Find every line with the string "identify" in the material below and copy it.

══ Provided records ══

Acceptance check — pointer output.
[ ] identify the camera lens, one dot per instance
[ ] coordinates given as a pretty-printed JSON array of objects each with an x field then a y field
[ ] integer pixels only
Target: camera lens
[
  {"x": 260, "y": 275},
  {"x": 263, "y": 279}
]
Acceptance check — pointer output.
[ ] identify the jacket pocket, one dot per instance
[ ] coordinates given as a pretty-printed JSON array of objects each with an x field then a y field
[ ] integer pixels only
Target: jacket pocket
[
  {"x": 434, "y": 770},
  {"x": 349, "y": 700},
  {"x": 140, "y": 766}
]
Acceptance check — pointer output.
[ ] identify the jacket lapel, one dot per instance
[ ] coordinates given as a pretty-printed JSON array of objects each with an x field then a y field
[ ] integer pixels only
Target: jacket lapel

═══
══ Provided records ══

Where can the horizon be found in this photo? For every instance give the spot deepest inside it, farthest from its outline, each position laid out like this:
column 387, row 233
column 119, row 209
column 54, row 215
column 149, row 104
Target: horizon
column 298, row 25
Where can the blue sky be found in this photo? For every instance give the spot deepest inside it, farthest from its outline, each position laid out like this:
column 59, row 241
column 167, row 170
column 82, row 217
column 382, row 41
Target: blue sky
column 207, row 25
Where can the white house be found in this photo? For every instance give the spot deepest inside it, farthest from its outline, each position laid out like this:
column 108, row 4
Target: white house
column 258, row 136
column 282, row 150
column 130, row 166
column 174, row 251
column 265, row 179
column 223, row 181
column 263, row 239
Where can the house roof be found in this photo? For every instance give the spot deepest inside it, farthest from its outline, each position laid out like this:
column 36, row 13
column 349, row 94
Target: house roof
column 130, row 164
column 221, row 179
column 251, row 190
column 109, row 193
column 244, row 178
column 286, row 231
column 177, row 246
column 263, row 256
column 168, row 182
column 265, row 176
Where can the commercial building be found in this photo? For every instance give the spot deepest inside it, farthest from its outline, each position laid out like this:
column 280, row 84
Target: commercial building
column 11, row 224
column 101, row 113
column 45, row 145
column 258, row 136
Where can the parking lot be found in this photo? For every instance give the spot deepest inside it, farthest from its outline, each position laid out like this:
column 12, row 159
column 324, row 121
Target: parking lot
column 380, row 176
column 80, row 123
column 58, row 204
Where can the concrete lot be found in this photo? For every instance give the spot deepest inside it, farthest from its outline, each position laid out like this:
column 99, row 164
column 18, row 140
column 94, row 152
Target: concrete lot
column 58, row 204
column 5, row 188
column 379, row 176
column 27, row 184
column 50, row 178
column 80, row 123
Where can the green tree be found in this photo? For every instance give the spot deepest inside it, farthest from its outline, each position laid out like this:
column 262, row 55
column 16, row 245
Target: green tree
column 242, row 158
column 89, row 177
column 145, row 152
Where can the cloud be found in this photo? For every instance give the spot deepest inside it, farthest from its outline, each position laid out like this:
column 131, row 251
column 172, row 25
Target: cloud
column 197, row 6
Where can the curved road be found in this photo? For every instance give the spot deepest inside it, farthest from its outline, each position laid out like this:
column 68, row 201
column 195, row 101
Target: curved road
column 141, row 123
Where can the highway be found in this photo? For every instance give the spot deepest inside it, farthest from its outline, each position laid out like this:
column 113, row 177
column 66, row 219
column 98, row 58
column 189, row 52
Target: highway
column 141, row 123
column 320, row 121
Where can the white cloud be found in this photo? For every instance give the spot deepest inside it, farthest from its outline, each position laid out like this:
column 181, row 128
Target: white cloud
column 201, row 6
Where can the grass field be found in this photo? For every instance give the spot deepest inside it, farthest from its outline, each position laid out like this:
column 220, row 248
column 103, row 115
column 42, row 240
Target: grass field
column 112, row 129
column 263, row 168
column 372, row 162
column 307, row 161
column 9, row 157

═══
══ Provided records ══

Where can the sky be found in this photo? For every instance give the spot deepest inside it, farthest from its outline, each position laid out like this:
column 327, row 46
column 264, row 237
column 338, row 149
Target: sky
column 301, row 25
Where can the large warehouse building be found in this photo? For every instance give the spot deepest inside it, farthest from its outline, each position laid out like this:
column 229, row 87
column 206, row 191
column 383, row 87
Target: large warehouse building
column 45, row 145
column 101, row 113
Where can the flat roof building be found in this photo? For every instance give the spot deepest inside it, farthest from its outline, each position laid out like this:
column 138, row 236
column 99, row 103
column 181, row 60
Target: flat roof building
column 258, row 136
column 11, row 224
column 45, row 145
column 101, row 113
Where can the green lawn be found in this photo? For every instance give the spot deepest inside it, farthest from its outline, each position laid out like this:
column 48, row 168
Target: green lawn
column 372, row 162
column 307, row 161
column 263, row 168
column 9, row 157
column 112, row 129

═══

▸ **Answer section**
[ ] identify the camera lens, one dot per instance
[ ] identify the jacket pocket, one dot per instance
[ ] identify the jacket lapel, one dot per instance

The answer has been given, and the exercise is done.